(Region labeling entries)

_ _ _ _

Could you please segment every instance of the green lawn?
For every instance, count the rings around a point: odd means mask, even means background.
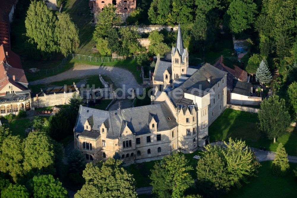
[[[288,154],[297,155],[297,131],[290,127],[287,134],[279,137],[277,142],[268,140],[257,129],[258,114],[240,111],[227,109],[208,128],[210,141],[213,142],[233,139],[241,139],[249,146],[275,151],[278,144],[282,142]]]
[[[297,164],[290,163],[289,175],[283,177],[275,177],[271,173],[272,161],[260,163],[258,176],[249,180],[249,183],[241,188],[234,187],[224,197],[278,198],[296,197],[297,182],[294,178],[293,170]]]
[[[24,137],[26,128],[30,127],[30,120],[29,119],[15,119],[9,123],[7,120],[2,118],[1,121],[6,128],[9,128],[12,135],[19,135],[21,137]]]

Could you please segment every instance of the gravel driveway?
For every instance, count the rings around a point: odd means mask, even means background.
[[[107,76],[112,79],[117,87],[122,87],[123,86],[125,85],[126,93],[128,93],[128,89],[134,88],[135,90],[139,89],[139,93],[142,94],[142,87],[137,83],[132,73],[124,69],[114,67],[95,66],[86,64],[81,65],[56,76],[30,82],[29,84],[30,85],[48,84],[56,81],[96,74]],[[99,80],[99,78],[98,80]]]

_ _ _ _

WHAT IS ASKED:
Every record above should come back exactly, but without its pictures.

RESULT BELOW:
Could you please segment every instance of the green lawn?
For every instance, count the rings around a point: odd means mask, even means background.
[[[288,154],[297,155],[297,131],[290,127],[287,134],[279,137],[277,142],[268,140],[257,129],[258,114],[240,111],[227,109],[208,128],[210,141],[213,142],[233,139],[241,139],[249,146],[275,151],[278,144],[282,142]]]
[[[297,164],[290,163],[289,175],[283,177],[275,177],[271,173],[272,161],[260,163],[258,176],[249,180],[249,183],[241,188],[234,187],[224,197],[278,198],[296,197],[297,182],[294,178],[293,170]]]
[[[24,137],[26,128],[30,127],[30,120],[29,119],[15,119],[9,123],[7,120],[2,118],[1,121],[6,128],[9,128],[12,135],[19,135],[21,137]]]

Could you please segment every instance of the gravel driveway?
For every instance, count the rings around a point: odd means mask, even means background.
[[[107,76],[112,79],[117,87],[122,87],[123,86],[125,85],[126,93],[128,93],[128,89],[134,88],[135,90],[139,89],[139,93],[142,94],[142,87],[137,83],[132,73],[124,69],[114,67],[95,66],[86,64],[81,65],[56,76],[30,82],[29,84],[30,85],[48,84],[56,81],[96,74]],[[99,80],[99,78],[98,80]]]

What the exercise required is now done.